» TEXT PASSAGE:
Before my Nana was moved into hospice, I remember the doctor at the hospital saying that she was actively dying

Actively dying.  Actively dying.  What does that even mean?  

Technically, we're all actively dying.  

Is that morbid or what?

It's kind of like that half full/half empty glass thing.  Are we actively dying, or actively living?

It's all about perspective.

But perspective is a hard thing to have when you feel like time isn't on your side.  When you feel like you're just waiting for that dreaded phone call.  When you feel like today is the last day you may spend with your loved one.

I know so many people go through loss, but that doesn't mean this isn't difficult.  It's all difficult.  Life is hard.


Friday, January 1, 2016

The Holidays Sucked This Year

So, I was going to title my post "Goodbye, 2015... Hello, 2016!"

...but then I thought I should keep things real around here.

Ya know, because that's how I roll.

Let me begin by saying that I hope your holidays did not suck.  I hope they were magical and special and memorable.

Personally, I find the latter half of the year to be stressful, depressing, and fast-paced.  There is never enough time in the day to get everything done that needs to get done.  And the commercials and the Christmas music and the traffic and the storefronts are all reminders of the bustling holiday season that I never feel lives up to the hype that the anticipation creates.

This holidays this year were hard on us.  My grandmother had been in and out of the hospital, in a nursing home, in hospice care, and is now back in a nursing home but is receiving hospice care there.  She is very sick and there's nothing more that can be done for her.  We have been visiting her just about every day because, well, what else can you do?  I want to spend as much time as I can with her while we have her here.  She was always there for me when I was a child, and so I want to return the favor.  I leave there with tears in my eyes, always wondering if that's the last time I'll see her alive.  It's morbid to think about it like that, but I can't help it.  I just want her to know she is loved.

» DATA:
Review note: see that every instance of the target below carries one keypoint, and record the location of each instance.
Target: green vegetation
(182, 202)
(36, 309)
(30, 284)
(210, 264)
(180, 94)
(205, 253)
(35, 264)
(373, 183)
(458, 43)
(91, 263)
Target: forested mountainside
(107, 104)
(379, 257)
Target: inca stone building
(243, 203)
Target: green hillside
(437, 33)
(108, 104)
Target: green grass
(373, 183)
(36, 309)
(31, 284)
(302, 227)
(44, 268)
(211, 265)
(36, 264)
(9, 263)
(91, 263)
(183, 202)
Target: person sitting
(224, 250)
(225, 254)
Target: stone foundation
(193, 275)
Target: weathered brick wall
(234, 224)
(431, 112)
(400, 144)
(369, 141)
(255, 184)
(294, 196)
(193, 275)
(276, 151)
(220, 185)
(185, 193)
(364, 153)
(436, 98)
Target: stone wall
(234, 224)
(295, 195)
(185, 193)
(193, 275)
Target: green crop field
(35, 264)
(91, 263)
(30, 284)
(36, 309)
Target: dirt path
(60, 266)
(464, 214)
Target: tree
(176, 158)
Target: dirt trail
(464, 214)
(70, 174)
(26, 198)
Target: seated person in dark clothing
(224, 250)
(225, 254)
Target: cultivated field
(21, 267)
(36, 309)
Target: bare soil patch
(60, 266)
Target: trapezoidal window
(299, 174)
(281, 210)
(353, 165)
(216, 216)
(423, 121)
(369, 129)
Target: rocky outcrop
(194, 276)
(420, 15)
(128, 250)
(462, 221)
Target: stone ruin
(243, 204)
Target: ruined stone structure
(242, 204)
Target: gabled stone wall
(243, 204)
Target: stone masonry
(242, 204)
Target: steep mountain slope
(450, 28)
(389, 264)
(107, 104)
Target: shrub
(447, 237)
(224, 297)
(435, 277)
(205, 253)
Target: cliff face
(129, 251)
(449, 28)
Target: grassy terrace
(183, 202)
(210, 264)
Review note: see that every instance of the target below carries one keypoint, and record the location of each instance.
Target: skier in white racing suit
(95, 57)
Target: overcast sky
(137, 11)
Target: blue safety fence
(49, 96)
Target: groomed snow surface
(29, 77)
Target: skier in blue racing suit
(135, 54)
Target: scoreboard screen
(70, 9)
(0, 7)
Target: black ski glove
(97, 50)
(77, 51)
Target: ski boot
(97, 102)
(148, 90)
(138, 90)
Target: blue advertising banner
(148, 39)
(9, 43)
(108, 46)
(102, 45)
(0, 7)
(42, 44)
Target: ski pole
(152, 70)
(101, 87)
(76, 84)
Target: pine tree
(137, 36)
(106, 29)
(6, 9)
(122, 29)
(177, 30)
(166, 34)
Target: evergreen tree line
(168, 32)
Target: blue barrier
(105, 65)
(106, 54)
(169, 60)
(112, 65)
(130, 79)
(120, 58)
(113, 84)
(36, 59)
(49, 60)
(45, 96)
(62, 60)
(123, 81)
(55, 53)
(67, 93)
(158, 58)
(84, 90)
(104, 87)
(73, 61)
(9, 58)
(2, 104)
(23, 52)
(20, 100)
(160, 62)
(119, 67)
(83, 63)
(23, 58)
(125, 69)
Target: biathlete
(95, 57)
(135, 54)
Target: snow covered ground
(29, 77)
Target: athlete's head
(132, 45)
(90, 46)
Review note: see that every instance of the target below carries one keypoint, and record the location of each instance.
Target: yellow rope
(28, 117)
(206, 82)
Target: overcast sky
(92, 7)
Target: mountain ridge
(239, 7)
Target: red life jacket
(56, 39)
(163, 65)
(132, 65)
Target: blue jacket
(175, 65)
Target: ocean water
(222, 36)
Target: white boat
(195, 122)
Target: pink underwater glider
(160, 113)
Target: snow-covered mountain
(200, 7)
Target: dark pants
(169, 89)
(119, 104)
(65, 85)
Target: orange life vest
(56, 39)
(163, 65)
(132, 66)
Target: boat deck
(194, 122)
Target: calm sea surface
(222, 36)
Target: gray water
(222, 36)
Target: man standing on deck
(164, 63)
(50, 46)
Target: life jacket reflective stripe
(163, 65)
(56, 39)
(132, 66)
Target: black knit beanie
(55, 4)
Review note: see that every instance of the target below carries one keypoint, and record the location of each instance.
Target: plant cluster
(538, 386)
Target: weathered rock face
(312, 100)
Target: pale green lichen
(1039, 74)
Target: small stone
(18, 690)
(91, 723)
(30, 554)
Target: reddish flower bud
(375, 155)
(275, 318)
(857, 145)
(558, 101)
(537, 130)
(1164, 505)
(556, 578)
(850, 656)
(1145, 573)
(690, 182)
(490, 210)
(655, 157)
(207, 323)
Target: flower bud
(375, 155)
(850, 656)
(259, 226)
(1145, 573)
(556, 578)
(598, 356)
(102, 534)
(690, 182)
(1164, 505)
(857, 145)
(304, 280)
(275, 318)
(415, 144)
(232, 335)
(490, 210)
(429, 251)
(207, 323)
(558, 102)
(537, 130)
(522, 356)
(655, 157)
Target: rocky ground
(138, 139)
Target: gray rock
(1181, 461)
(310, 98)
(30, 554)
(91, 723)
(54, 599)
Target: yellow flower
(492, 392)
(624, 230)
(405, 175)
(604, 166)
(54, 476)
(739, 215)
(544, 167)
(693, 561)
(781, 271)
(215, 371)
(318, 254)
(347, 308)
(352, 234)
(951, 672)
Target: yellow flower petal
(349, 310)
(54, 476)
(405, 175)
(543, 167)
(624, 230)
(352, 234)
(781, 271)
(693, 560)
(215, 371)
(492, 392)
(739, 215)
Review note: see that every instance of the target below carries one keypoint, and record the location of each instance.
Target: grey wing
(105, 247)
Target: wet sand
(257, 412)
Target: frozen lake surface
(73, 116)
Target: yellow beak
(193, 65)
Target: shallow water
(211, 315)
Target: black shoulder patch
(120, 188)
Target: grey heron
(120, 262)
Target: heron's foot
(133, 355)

» QUESTIONS TO ANSWER:
[a] In the blog excerpt, quote the passage starting with "Is that morbid" and going on through "difficult.  Life is hard.".
[b] Decide whether each statement agrees with the blog excerpt. Answer yes or no, and quote the deciding words of the excerpt. (i) A doctor at the hospital said that Nana was actively dying. (ii) The writer finds the latter half of the year relaxing. (iii) The writer first intended to title the post "Goodbye, 2015... Hello, 2016!"
[c] According to the blog excerpt, where is the grandmother now receiving hospice care?

» ANSWERS TO THIS EXERCISE:
[a]
Is that morbid or what?

It's kind of like that half full/half empty glass thing.  Are we actively dying, or actively living?

It's all about perspective.

But perspective is a hard thing to have when you feel like time isn't on your side.  When you feel like you're just waiting for that dreaded phone call.  When you feel like today is the last day you may spend with your loved one.

I know so many people go through loss, but that doesn't mean this isn't difficult.  It's all difficult.  Life is hard.

[b]
(i) Yes: "I remember the doctor at the hospital saying that she was actively dying"
(ii) No: "I find the latter half of the year to be stressful, depressing, and fast-paced."
(iii) Yes: "So, I was going to title my post "Goodbye, 2015... Hello, 2016!""

[c] She is back in a nursing home and receiving hospice care there.